■ Short problem ■
Without the images, write out all of the following entries exactly.

■ Items ■
--
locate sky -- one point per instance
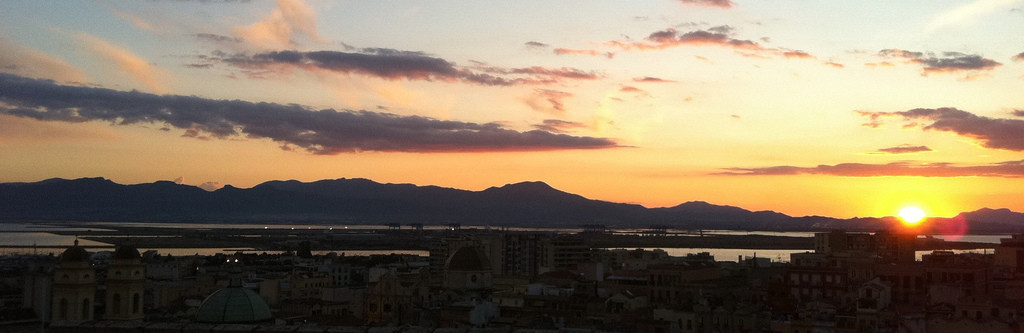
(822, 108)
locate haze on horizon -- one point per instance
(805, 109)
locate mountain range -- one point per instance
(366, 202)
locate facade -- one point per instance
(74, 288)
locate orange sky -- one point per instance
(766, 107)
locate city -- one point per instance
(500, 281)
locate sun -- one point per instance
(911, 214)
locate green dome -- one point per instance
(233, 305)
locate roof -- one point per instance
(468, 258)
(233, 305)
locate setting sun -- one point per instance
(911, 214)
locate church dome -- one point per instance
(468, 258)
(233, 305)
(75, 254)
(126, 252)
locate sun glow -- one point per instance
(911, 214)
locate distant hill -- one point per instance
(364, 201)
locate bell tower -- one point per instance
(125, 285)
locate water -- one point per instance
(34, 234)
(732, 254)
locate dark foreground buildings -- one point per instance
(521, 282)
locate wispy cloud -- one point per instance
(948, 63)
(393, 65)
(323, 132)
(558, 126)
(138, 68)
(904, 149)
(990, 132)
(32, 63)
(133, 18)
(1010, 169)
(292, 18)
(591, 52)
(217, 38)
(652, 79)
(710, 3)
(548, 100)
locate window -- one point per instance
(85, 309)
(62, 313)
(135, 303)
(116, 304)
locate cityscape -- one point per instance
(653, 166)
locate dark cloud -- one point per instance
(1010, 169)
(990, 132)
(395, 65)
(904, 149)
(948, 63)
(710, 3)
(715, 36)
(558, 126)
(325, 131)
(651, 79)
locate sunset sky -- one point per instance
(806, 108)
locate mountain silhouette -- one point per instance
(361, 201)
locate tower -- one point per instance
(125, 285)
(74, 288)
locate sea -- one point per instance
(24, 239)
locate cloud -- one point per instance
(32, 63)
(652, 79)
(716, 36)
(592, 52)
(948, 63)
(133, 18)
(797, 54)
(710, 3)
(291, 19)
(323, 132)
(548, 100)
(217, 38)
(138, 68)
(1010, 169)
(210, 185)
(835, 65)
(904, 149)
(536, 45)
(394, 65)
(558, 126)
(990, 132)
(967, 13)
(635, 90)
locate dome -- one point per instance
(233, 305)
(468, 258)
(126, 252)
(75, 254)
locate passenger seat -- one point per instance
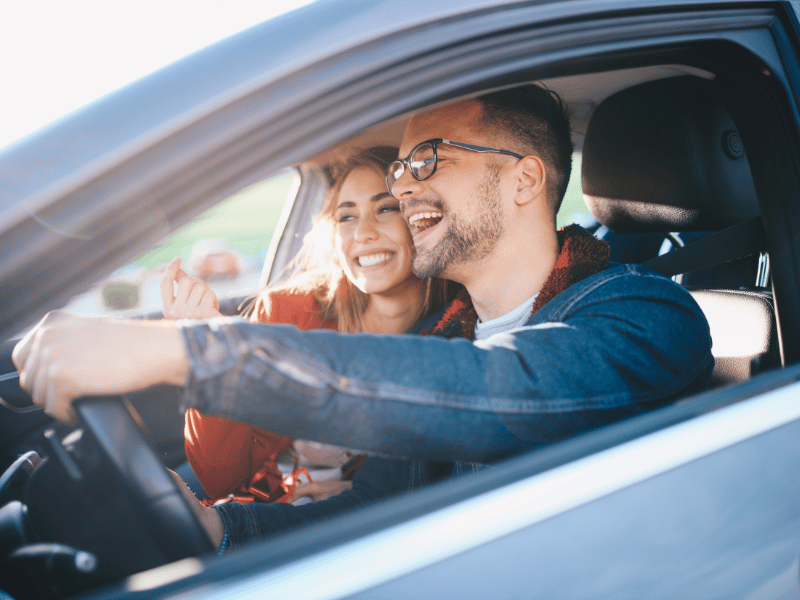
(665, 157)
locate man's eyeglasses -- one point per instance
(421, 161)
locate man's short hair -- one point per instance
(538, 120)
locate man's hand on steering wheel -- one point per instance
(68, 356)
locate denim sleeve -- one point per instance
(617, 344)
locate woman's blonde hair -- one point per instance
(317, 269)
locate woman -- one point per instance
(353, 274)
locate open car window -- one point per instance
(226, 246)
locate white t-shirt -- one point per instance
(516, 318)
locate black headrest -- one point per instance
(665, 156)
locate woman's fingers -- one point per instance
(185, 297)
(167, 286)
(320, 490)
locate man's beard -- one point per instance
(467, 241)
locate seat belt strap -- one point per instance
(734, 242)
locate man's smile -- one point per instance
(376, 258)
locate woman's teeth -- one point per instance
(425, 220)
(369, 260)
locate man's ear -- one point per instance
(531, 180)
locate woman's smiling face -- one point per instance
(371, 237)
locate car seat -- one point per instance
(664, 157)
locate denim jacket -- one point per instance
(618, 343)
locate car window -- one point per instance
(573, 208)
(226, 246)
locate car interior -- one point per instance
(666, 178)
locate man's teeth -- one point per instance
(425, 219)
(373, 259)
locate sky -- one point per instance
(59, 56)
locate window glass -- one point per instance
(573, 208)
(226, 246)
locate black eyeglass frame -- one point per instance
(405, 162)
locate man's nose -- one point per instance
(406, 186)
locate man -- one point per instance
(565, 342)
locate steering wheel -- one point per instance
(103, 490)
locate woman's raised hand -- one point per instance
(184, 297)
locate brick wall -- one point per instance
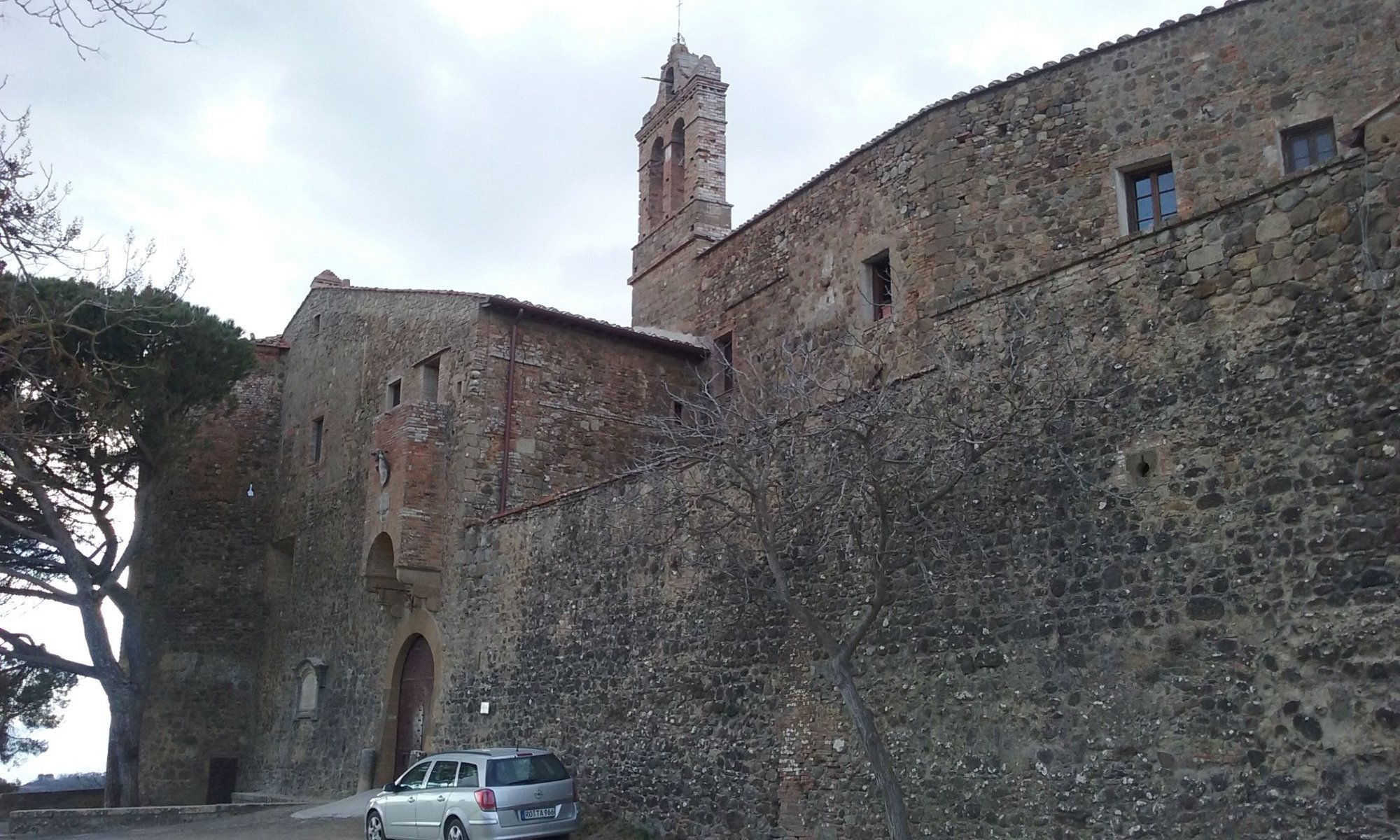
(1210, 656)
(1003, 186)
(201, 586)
--
■ Solution ■
locate sky -- one point per instance
(822, 108)
locate haze on horizon -- one point per instance
(805, 109)
locate mountain range -- one point per instance
(366, 202)
locate facade -- one point per instance
(74, 288)
locate orange sky -- one point per instance
(766, 107)
locate city -- one point per instance
(500, 281)
locate sun -- one point per instance
(911, 214)
locate green dome -- one point per instance
(233, 305)
locate roof -- one point per instance
(468, 258)
(233, 305)
locate setting sun -- one point per instance
(911, 214)
locate church dome -- one point per instance
(468, 258)
(233, 305)
(75, 254)
(126, 252)
locate sun glow -- one point per instance
(911, 214)
locate distant hill -- one point per instance
(364, 201)
locate bell tower -- one point per instance
(125, 285)
locate water -- one point per instance
(34, 234)
(732, 254)
locate dark foreground buildings -- one point per instance
(521, 282)
locate wispy cloud -- one point per instance
(948, 63)
(393, 65)
(323, 132)
(558, 126)
(138, 68)
(904, 149)
(990, 132)
(32, 63)
(133, 18)
(1010, 169)
(292, 18)
(591, 52)
(217, 38)
(652, 79)
(710, 3)
(548, 100)
locate window -- one point per instance
(85, 309)
(62, 313)
(135, 303)
(116, 304)
locate cityscape -- one point per instance
(653, 166)
locate dark cloud -- one point per instance
(1010, 169)
(990, 132)
(395, 65)
(904, 149)
(948, 63)
(710, 3)
(715, 36)
(558, 126)
(325, 131)
(651, 79)
locate sunset sky -- one point per instance
(806, 108)
locate mountain silhouette -- one point per instance
(361, 201)
locate tower -- one point per instance
(125, 285)
(74, 288)
locate sea -- one point per instance
(24, 239)
locate cloud -- one point per instance
(32, 63)
(652, 79)
(716, 36)
(592, 52)
(948, 63)
(133, 18)
(797, 54)
(710, 3)
(291, 19)
(323, 132)
(548, 100)
(217, 38)
(138, 68)
(1010, 169)
(210, 185)
(835, 65)
(904, 149)
(536, 45)
(394, 65)
(558, 126)
(990, 132)
(967, 13)
(635, 90)
locate dome -- one point per instance
(233, 305)
(468, 258)
(126, 252)
(75, 254)
locate passenger seat -- one point per instance
(665, 157)
locate man's eyeglasses -- one point per instance
(421, 161)
locate man's short hair -- one point per instance
(538, 120)
locate man's hand on steering wheel -- one point per instance
(68, 356)
locate denim sleeve -- one point per instance
(617, 344)
locate woman's blonde hair -- one point per instance
(317, 269)
locate woman -- one point per instance
(353, 274)
locate open car window -- one point per instance
(226, 246)
locate white t-shirt -- one point per instance
(516, 318)
locate black headrest -- one point per instance
(665, 156)
locate woman's fingers -- one point per instance
(185, 297)
(167, 286)
(320, 490)
locate man's beard -- one point per instance
(467, 241)
locate seat belt strap -- one point per instance
(734, 242)
locate man's smile -- one point per instance
(376, 258)
locate woman's teeth -- one point per instance
(425, 220)
(369, 260)
locate man's ear -- one point per instance
(531, 180)
locate woman's smiling face -- one point per instance
(371, 237)
locate car seat -- one point per instance
(664, 157)
locate denim jacket -- one point per instance
(618, 343)
locate car window -- one point per instance
(573, 208)
(226, 246)
locate car interior -- one point per instance
(666, 178)
locate man's teeth -- one point per instance
(425, 219)
(373, 259)
locate sky -- one point per instance
(59, 56)
locate window glass -- one point per instance
(573, 208)
(226, 246)
locate black eyeglass frame -- one point per instance
(405, 162)
locate man's nose -- one point per instance
(406, 186)
locate man -- one point per instance
(565, 342)
locate steering wheel -- one point per instance
(103, 490)
locate woman's raised hand -- one point per instance
(184, 297)
locate brick wall -- one point per instance
(1210, 656)
(1003, 186)
(201, 586)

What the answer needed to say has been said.